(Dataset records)
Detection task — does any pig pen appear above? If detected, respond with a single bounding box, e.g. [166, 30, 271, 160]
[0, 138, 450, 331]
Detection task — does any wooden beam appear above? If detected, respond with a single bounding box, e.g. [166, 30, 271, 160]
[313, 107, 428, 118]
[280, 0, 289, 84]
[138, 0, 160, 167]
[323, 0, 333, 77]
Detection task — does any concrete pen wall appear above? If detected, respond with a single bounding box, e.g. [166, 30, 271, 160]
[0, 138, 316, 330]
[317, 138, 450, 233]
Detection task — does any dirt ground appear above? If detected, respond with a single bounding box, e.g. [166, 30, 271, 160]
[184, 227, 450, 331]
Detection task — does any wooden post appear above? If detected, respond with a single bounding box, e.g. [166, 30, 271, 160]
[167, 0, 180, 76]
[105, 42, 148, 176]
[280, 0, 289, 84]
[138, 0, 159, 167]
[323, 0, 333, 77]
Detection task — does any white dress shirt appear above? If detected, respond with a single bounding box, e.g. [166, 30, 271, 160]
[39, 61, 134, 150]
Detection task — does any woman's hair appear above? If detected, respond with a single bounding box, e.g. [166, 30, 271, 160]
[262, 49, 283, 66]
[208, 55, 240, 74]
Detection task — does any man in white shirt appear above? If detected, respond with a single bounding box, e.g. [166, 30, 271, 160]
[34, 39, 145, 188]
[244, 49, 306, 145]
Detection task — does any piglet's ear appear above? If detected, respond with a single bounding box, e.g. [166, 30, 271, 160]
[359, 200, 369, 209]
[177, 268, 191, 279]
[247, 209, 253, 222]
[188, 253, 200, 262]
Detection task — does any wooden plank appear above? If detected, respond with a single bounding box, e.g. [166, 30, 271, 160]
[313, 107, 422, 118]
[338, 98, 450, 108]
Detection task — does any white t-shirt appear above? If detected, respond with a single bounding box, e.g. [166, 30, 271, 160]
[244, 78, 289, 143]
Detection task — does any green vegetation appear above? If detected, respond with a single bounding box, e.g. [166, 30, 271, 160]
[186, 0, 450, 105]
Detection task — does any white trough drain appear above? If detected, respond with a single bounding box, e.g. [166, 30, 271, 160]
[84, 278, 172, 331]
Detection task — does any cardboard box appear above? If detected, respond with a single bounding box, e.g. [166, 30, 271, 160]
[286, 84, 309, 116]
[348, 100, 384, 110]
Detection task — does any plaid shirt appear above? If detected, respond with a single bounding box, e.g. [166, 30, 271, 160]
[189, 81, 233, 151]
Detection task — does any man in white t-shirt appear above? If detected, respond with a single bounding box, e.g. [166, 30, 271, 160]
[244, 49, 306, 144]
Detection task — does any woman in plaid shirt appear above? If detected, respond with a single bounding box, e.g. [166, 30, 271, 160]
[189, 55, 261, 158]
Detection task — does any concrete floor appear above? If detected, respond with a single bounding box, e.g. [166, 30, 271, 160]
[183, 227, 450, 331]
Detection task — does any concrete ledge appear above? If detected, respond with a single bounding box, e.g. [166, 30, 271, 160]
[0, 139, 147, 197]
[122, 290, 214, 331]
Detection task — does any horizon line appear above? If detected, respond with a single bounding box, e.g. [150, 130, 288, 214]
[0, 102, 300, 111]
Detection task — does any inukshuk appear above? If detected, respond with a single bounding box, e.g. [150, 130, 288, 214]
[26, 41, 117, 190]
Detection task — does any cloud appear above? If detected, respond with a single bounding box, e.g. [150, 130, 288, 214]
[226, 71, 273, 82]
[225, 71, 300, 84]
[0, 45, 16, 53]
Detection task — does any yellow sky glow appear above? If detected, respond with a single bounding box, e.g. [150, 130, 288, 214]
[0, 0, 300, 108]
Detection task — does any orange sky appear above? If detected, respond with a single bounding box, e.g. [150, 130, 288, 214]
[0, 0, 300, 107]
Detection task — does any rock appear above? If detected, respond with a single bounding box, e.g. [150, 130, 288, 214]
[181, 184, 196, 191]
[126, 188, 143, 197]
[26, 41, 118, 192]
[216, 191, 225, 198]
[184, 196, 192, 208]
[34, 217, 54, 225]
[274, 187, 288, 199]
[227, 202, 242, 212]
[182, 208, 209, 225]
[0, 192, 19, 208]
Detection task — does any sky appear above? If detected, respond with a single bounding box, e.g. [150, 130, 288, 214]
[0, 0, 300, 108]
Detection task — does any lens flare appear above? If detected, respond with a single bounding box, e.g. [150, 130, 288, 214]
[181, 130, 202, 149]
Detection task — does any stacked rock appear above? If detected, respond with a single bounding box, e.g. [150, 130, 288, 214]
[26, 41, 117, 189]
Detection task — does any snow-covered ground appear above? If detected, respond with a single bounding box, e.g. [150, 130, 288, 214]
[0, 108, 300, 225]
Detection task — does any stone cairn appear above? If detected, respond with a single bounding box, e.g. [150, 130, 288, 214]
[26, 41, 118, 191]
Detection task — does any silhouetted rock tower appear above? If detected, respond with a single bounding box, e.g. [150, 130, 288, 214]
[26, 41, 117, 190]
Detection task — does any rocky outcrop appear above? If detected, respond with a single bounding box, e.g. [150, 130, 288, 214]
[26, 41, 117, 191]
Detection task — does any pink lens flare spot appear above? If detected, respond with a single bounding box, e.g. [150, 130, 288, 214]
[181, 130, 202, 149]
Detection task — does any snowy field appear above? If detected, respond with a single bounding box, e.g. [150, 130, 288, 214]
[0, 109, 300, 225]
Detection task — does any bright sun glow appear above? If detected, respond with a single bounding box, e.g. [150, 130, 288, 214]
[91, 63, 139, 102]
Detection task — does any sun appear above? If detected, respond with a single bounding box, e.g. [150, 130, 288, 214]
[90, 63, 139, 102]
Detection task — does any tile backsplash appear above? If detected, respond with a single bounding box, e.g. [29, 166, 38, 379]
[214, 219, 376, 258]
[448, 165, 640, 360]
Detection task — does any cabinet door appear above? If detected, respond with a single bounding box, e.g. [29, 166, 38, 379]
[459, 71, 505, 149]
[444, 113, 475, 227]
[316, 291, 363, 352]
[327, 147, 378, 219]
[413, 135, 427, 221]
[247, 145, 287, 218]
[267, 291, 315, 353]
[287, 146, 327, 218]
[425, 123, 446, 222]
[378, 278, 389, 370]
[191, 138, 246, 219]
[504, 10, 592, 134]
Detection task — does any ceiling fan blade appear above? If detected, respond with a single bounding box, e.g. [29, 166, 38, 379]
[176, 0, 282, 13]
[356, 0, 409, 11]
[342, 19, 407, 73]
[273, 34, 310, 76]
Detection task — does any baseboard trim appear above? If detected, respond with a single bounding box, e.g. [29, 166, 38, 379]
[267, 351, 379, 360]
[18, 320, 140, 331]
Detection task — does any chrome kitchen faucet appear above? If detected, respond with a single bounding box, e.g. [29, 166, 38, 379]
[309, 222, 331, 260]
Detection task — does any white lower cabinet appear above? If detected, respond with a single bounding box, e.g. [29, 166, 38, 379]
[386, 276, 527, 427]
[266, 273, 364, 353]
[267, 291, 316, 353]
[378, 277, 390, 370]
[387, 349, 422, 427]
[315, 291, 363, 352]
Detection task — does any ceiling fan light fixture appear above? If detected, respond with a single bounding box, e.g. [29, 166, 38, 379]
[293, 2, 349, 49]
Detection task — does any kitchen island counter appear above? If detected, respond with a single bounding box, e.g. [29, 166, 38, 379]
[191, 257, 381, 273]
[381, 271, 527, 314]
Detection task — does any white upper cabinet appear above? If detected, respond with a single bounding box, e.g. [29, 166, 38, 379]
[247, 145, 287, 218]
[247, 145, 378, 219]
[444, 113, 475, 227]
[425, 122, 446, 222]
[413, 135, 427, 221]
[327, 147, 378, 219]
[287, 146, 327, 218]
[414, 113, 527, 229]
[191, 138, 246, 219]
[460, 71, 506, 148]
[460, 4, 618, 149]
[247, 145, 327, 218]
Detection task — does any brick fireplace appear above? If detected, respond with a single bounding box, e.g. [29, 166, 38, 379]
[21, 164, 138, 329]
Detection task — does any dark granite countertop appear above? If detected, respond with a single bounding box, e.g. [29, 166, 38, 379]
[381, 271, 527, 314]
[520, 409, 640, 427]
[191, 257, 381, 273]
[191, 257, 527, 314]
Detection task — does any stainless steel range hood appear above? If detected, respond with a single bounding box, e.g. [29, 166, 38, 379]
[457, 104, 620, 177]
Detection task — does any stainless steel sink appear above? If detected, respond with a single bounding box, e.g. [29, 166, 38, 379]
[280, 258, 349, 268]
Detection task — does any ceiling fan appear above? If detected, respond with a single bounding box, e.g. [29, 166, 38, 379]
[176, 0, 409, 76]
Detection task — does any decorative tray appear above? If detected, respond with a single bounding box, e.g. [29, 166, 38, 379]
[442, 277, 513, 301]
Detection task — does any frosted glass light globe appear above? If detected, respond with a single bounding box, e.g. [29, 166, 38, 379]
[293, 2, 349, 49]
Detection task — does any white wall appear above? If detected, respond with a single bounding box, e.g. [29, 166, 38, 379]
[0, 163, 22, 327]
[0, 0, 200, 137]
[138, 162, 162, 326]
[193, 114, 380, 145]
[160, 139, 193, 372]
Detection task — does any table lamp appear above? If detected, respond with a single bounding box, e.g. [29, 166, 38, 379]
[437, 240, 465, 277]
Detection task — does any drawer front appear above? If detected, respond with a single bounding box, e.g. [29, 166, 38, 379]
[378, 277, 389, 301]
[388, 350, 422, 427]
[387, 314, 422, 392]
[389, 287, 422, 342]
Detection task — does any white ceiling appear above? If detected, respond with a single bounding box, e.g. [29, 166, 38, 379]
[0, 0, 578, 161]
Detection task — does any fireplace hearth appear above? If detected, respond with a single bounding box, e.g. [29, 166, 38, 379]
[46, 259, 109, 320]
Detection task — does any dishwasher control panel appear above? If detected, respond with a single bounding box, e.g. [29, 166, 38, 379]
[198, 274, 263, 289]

» Work required
Can you convert the entries into a two-column CSV with the headers text and answer, one row per entry, each value in a single quoted field with line breaks replaced by spaces? Begin at the line that contains "Detection task — does any stacked" and stop after the line that contains "[0, 108, 300, 225]".

» The reply
text,answer
"Detection task — does any stacked rock appear above? If detected, respond with a single bounding box, e.g. [150, 130, 288, 214]","[26, 41, 117, 189]"
"Detection task — does any snow-covered ground appear above? If detected, respond with a single bounding box, e.g. [150, 130, 288, 214]","[0, 108, 300, 225]"